(Natural language region descriptions)
_ _ _ _

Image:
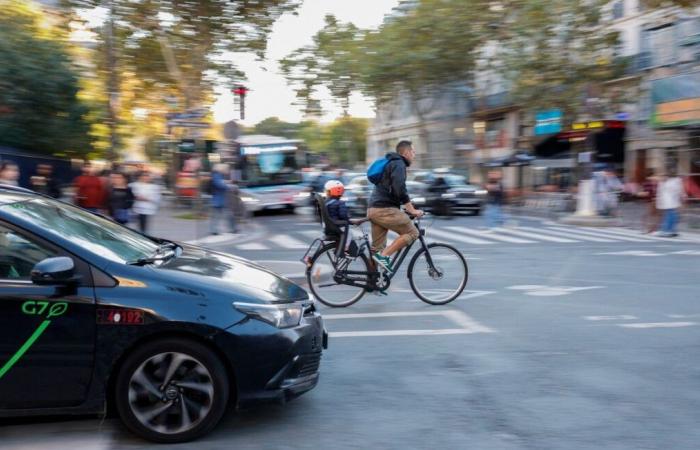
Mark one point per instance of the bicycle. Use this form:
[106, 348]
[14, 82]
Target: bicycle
[338, 277]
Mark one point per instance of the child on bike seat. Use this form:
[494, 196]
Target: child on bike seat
[337, 209]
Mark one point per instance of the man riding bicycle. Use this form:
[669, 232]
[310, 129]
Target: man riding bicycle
[385, 206]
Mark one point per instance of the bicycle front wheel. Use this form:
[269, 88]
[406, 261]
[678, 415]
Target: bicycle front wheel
[443, 280]
[320, 276]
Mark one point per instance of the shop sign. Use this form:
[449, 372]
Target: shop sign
[548, 122]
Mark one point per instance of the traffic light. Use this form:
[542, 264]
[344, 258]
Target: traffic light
[240, 91]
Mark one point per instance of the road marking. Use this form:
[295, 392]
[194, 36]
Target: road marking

_ _ _ _

__Directions__. Among the entries, find each line that includes the string "point" and copy it.

__Solution to this task__.
Mark one point per instance of the bicycle. Use this form:
Mark one point per instance of the child on bike seat. Use this form:
Mark one point per instance of the man riding bicycle. Use this form:
Mark one point per instance of the bicycle front wheel. Use this form:
Mark one point per instance of the shop sign. Use this form:
Mark one point per instance of the traffic light. Use this form:
Mark one point per instance of the road marking. Use this form:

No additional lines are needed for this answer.